• REQUIREMENT
Please reproduce, without any changes, the lines from the one containing "Whereabouts in this scan is the calm" through the one containing "[0,382,800,527]".

• INFORMATION SUPPLIED

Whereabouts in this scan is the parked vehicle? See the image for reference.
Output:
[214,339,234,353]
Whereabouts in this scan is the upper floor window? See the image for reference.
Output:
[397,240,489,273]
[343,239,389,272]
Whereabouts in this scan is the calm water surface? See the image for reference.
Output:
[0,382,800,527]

---

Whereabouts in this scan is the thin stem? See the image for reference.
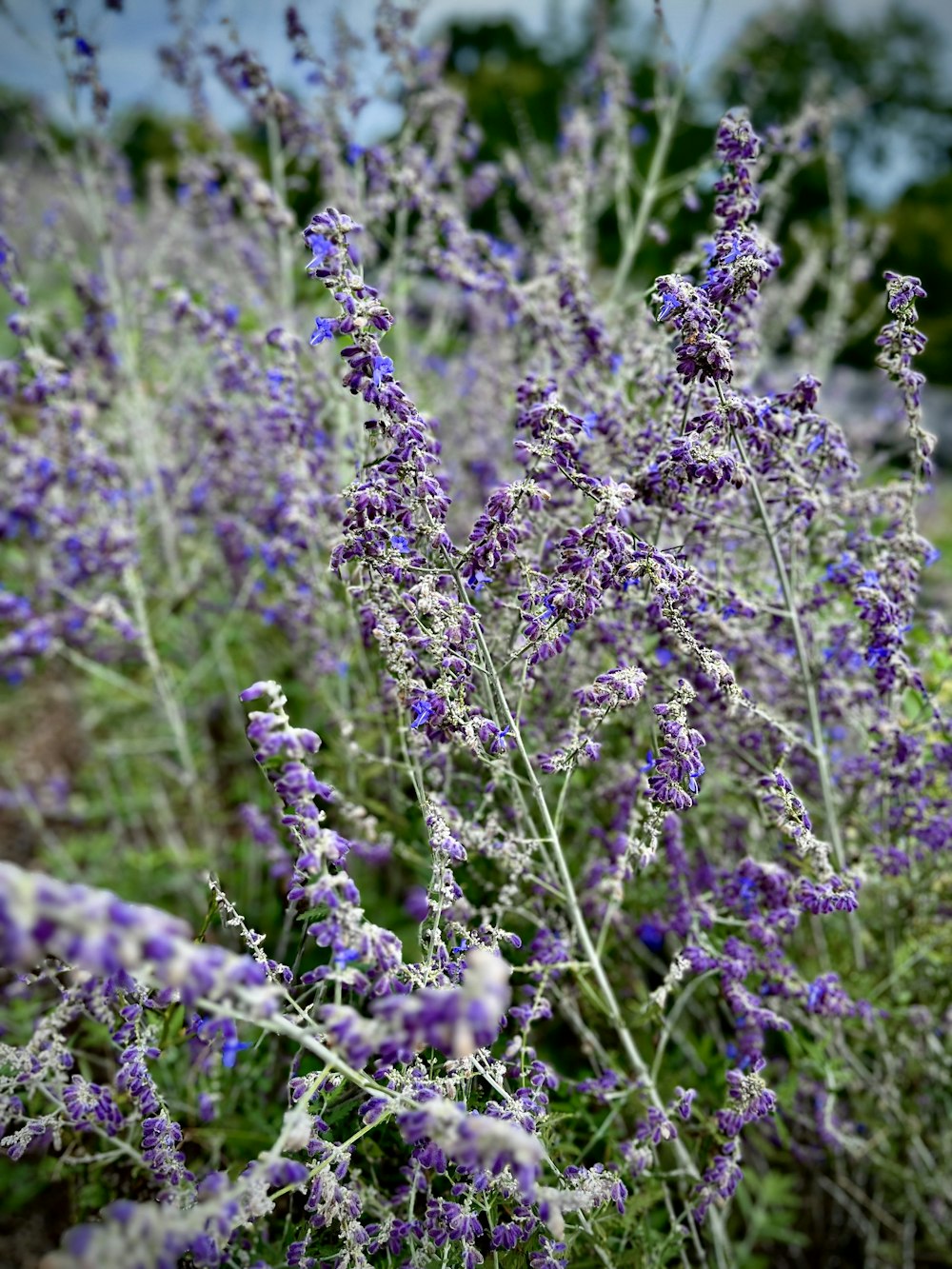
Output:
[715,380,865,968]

• RIGHT ANSWER
Whereabouts in this scan is the calm water surface? See the image for reference.
Output:
[0,382,800,527]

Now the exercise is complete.